Report how many lines in the material below contain the string "tree". Matching is case-sensitive, and the answer should be the number alone.

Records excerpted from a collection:
---*---

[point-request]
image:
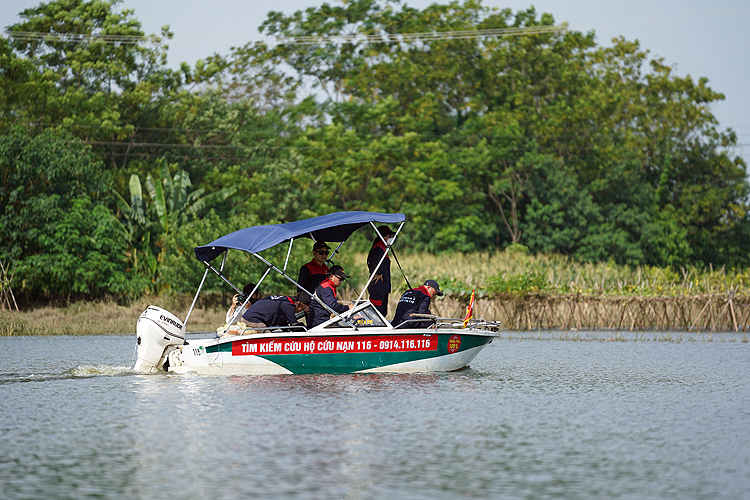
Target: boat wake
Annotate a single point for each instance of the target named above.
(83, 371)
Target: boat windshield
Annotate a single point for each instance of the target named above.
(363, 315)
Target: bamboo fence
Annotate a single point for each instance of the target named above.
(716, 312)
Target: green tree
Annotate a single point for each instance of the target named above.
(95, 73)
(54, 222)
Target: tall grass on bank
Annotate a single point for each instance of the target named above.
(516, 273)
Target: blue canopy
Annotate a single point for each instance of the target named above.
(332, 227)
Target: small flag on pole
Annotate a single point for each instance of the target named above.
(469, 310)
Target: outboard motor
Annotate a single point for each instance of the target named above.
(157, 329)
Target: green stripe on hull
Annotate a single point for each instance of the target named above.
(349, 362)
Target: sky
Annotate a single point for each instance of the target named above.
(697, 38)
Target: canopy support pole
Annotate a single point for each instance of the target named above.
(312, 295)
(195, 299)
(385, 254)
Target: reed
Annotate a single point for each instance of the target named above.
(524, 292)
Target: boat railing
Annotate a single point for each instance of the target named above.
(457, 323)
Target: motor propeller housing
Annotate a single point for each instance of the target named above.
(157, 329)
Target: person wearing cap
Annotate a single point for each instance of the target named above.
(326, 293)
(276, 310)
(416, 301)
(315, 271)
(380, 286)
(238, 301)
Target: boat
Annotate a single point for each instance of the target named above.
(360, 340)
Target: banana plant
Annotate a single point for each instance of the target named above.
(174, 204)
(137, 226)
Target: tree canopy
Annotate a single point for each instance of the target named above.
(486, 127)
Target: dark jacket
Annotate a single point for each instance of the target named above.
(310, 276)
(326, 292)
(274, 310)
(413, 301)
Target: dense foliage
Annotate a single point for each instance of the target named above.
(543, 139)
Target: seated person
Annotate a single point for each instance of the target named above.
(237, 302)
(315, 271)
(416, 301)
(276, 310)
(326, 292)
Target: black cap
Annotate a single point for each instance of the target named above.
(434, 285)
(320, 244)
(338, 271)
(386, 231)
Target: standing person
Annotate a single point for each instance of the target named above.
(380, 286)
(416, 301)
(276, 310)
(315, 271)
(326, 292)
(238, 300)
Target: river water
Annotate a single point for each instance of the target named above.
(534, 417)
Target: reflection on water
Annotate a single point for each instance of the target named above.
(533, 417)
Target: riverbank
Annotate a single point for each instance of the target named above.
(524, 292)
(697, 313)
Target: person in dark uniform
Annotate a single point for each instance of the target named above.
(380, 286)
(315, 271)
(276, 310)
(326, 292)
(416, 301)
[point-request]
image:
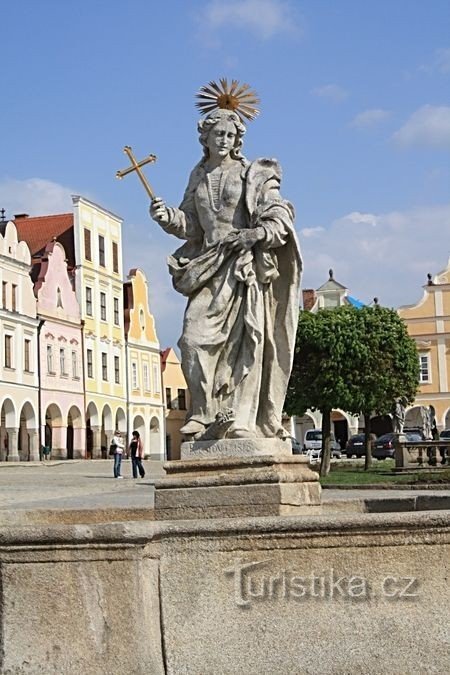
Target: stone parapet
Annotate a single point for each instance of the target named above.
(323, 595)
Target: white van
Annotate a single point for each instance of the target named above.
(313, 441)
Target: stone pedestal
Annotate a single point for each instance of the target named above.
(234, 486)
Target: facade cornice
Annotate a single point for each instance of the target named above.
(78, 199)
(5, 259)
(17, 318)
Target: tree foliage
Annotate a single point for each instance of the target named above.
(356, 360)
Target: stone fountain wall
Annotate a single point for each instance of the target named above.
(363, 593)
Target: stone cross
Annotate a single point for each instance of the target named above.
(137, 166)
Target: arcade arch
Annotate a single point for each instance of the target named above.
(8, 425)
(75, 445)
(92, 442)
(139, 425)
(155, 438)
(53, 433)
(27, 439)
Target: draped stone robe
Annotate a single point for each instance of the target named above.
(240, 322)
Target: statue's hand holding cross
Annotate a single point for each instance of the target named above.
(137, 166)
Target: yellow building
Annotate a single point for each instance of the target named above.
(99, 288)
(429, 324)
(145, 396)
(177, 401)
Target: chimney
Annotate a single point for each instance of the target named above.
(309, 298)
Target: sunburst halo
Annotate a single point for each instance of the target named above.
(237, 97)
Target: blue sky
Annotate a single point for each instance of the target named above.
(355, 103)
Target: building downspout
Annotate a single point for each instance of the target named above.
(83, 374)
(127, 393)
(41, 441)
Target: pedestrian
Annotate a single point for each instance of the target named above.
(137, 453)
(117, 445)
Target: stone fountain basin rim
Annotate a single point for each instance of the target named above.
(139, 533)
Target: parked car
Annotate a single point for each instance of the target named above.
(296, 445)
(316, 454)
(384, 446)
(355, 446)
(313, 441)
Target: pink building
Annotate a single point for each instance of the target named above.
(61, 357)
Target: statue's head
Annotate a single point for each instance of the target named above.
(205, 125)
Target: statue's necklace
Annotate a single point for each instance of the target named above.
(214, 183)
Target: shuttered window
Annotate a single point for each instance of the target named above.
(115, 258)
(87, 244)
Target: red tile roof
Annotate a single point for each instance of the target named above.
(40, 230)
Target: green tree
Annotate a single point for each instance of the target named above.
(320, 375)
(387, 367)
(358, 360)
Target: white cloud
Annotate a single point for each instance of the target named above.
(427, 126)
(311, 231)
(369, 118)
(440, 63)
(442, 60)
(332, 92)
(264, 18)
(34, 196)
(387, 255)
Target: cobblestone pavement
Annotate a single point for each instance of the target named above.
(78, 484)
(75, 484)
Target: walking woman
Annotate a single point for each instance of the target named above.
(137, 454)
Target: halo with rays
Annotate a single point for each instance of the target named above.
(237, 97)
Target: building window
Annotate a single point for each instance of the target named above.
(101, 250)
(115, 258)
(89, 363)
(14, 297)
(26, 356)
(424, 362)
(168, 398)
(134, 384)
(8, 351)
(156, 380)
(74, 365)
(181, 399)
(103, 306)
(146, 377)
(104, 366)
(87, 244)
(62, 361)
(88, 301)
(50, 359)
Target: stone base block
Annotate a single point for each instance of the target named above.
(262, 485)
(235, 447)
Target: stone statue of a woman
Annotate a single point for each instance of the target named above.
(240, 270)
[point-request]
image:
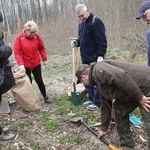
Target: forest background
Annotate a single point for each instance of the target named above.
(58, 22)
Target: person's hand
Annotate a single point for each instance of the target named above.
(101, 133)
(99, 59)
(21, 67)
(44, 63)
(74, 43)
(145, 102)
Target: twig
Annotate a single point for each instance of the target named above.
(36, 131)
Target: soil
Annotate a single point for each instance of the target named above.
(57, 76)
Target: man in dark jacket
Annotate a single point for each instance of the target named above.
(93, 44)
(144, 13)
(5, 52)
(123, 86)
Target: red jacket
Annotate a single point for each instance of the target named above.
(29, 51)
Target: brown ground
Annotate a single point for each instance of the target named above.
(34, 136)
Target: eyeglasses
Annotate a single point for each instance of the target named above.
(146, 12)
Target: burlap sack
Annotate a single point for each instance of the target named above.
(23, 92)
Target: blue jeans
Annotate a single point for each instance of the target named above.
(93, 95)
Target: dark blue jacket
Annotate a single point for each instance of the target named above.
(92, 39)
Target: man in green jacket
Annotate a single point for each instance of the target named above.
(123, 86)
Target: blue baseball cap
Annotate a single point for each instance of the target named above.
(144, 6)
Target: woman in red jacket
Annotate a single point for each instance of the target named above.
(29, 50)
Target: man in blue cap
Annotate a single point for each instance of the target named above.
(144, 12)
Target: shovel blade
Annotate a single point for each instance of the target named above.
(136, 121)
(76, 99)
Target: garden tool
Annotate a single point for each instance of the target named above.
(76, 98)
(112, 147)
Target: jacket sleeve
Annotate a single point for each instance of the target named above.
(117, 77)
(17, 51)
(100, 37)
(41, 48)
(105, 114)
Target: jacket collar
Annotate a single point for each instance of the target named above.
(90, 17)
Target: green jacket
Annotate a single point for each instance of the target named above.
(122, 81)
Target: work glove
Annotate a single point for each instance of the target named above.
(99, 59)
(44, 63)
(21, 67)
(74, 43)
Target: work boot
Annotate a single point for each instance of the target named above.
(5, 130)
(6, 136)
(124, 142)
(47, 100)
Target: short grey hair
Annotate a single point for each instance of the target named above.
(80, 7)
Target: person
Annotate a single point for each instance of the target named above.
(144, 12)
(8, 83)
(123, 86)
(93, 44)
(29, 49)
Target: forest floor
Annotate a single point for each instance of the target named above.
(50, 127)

---*---

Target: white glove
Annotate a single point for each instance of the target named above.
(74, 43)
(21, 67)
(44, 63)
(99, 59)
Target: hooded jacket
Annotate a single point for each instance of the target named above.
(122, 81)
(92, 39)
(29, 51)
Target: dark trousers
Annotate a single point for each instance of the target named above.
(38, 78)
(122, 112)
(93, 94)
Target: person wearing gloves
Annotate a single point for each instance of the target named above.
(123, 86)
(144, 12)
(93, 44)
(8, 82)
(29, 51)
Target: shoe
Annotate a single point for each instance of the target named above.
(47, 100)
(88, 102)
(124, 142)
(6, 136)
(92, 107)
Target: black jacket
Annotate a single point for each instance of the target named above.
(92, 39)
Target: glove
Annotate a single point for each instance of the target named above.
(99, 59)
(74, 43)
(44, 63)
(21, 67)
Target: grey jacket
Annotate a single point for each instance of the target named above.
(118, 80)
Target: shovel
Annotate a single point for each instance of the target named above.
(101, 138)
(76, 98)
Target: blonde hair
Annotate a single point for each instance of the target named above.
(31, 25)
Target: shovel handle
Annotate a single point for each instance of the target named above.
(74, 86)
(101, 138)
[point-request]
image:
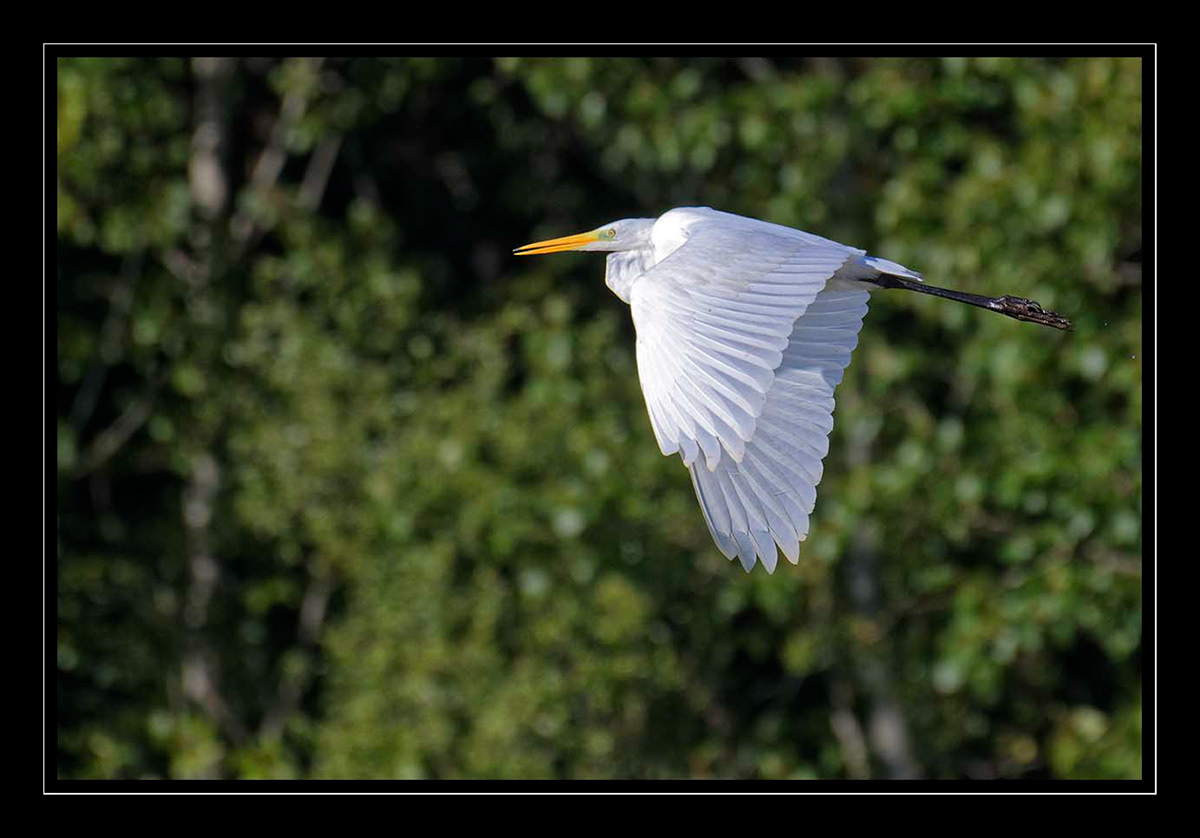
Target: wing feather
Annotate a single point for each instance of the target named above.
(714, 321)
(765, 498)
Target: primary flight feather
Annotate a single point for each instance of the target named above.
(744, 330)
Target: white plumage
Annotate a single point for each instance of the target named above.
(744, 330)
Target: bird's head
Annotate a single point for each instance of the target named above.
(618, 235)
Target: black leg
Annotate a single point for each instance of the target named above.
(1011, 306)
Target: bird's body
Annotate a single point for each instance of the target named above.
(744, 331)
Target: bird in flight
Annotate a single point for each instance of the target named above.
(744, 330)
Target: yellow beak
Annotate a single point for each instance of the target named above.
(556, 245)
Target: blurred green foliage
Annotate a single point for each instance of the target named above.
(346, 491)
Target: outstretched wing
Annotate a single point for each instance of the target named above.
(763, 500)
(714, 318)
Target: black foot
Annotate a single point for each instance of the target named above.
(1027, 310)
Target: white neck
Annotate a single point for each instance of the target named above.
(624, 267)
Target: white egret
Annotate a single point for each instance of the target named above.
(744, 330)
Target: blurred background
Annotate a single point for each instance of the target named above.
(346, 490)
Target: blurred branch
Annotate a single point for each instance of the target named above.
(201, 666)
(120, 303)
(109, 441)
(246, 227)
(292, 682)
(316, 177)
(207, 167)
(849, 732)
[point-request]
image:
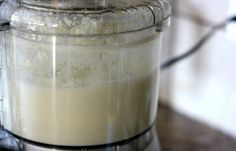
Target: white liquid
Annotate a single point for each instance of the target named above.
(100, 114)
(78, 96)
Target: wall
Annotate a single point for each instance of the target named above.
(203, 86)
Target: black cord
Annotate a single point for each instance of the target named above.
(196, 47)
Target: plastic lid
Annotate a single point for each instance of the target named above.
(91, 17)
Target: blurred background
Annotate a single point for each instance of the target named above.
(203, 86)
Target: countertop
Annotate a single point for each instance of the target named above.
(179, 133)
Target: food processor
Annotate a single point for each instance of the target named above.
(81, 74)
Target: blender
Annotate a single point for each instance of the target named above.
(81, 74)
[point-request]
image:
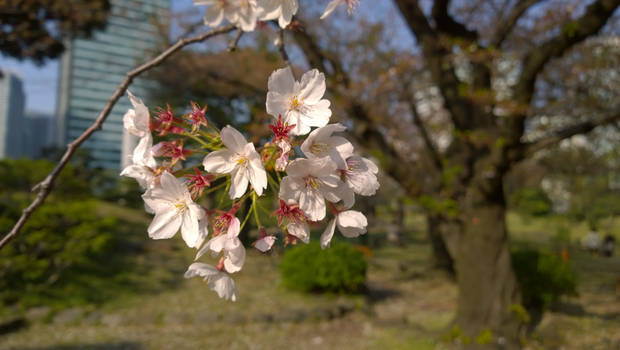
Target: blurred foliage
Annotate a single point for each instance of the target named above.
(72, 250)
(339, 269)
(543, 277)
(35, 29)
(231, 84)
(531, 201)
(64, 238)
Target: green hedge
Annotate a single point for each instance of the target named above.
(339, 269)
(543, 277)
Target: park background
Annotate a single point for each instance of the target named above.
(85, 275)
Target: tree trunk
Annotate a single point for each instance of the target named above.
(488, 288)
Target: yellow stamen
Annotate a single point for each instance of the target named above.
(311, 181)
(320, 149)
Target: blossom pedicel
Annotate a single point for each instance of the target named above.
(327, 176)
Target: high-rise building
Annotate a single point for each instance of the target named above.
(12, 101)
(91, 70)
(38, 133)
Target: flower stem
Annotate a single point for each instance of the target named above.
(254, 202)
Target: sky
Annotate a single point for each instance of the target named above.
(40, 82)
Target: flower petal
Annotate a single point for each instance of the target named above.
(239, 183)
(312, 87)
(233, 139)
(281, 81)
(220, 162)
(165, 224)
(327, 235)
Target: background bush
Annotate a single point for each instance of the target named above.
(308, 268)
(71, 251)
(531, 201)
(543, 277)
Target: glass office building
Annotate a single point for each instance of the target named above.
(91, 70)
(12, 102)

---*---

EXERCISE RESULT: 5